Exercise tasks.
**a)** Reproduce the part of the article on El Salvador's elections between "There are no" and "to prospective voters.", inclusive.
**b)** Name every political party mentioned in the article on El Salvador's elections.

Text provided.
SAN SALVADOR — All around this city, candidates’ faces stare down from large billboards—most of their slogans promising honesty and anti-corruption. Supporters from different political forces stand on street corners waving their parties’ flags. Outside the former convention center, which is still being converted into a COVID-19 hospital, tents and loudspeakers are hawking President Nayib Bukele’s message. His Nuevas Ideas (NI) party is running the most visible campaign in nationwide municipal and legislative elections on Sunday.

The first electoral exercise since he took office in June 2019, it will also be his new party’s inaugural legislative poll. Bukele won the presidency as a third-party candidate thanks to widespread disillusionment with corrupt politicians from the traditional parties—the right-wing Arena and the leftist FMLN—which have dominated Salvadoran politics since the end of the civil war in 1992. Three of the last four presidents have been prosecuted for embezzlement.

But Bukele has clashed with parliament and, with the support of the military, refused to follow court orders that contradict his agenda. His term has also been marked by escalating attacks on journalists, human rights defenders and the opposition. Given his authoritarian tendencies, many believe, the outcome could amount to a serious threat to Salvadoran democracy.

Polls suggest NI will sweep into a majority in parliament, handing Bukele control of one more branch of government and removing an important check on his power. And he has indicated that he’ll propose a constitutional amendment that would allow him to run for re-election or extend his five-year term.

There are no government quarantine measures currently in place, so campaign events have been unimpeded by COVID-related restrictions. They have often been colorful: In smaller towns, trucks packed with supporters in matching T-shirts fan out into the countryside to glad-hand with locals. The mayor of the western town of Concepción de Ataco, Oscar Oliverio Gómez of Arena, saw his campaign go viral after it appropriated the logo of the Marvel superhero Captain America for stamping on food parcels doled out to prospective voters.

Despite the predicted outcome for parliament, almost no one I know says they’ll vote for NI—nor are people here enthusiastic for any of the other candidates or parties. (After decades of political polarization and violence, Salvadorans who are not active party members generally refrain from offering strong opinions.) Even my mostly progressive friends are reluctant to vote for the FMLN, citing their disappointment over the party’s performance during its decade in power and failure to adapt to the changing times.

 

Polls suggest NI will sweep into a majority in parliament, handing Bukele control of one more branch of government and removing an important check on his power.

 

“I don’t even know who the FMLN candidate for mayor is,” a longtime supporter told me over coffee, complaining about the party’s lack of funding and advertising. Like many, he is wary about giving the president more power, but feels like he has few good options—so he’s considering casting his vote for the Arena candidate, who as the incumbent has a better chance of success.

Smaller parties, such as the newly formed center-right Nuestro Tiempo (“Our Time”), hope to capitalize on the disaffection by providing an alternative to the traditional parties. Nuestro Tiempo was founded by Johnny Wright Sol, an American-educated heir to one of the country’s largest coffee fortunes who broke with Arena after coming out as gay. The party has run a well-funded and professional campaign, with many young, highly educated candidates and a technocratic—rather than ideological—focus. However, its candidates have been mostly ignored in the political discourse, which continues to focus on the battle between the president and “the parties.”

Data provided.
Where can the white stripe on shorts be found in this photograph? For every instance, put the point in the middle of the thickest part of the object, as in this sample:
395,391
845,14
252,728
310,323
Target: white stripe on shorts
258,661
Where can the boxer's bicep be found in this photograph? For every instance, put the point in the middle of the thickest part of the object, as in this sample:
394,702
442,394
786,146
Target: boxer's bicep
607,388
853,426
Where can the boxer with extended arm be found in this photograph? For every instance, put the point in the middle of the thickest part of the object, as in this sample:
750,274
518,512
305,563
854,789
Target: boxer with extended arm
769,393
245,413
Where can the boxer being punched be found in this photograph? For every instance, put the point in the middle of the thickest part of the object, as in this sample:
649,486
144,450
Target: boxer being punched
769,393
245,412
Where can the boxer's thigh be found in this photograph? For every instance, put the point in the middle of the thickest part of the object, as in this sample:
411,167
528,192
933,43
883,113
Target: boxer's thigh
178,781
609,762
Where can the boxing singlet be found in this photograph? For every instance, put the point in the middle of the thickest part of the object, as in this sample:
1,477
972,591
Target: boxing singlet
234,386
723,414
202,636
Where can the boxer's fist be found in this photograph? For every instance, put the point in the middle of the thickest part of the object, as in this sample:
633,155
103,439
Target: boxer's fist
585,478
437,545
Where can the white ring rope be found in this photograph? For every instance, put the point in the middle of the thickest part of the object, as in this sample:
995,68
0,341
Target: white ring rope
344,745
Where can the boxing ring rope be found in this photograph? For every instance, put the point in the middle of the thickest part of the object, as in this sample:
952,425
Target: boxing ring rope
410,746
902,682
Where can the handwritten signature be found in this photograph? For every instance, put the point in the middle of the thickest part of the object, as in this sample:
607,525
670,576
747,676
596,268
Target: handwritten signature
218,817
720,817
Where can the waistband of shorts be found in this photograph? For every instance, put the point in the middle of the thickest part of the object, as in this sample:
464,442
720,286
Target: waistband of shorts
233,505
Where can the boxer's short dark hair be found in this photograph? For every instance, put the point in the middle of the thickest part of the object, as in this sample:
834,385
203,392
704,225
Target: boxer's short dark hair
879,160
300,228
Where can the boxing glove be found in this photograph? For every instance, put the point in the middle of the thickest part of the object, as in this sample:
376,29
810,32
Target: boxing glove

Responses by task.
**a)**
There are no government quarantine measures currently in place, so campaign events have been unimpeded by COVID-related restrictions. They have often been colorful: In smaller towns, trucks packed with supporters in matching T-shirts fan out into the countryside to glad-hand with locals. The mayor of the western town of Concepción de Ataco, Oscar Oliverio Gómez of Arena, saw his campaign go viral after it appropriated the logo of the Marvel superhero Captain America for stamping on food parcels doled out to prospective voters.

**b)** Nuevas Ideas (NI), Arena, FMLN, Nuestro Tiempo